> Stated exercise
Reproduce the listing word for word. Skip any image.

> Material to process
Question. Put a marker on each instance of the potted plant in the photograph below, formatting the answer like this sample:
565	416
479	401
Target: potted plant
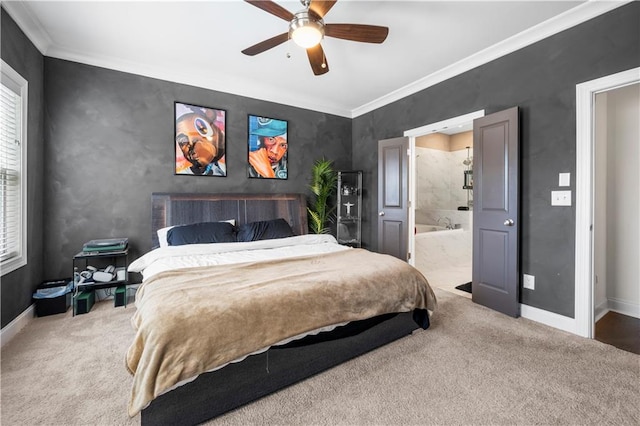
323	185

> Worked solution
Question. Put a marker on each instance of the potted plant in the photograph below, formatting the answer like this sample:
565	416
479	401
Target: potted plant
323	185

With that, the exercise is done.